--- Given entries ---
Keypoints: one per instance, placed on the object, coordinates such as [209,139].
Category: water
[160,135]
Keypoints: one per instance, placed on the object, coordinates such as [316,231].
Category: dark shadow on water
---
## Stated exercise
Rewrite the listing above, changing "one per instance" to "a single point per instance" and leaving everything else as it is.

## Problem solution
Keypoints: a single point per instance, placed on the object, coordinates such as [209,139].
Category: water
[160,135]
Keypoints: a single point per instance, placed on the object, coordinates such as [316,231].
Category: dark shadow on water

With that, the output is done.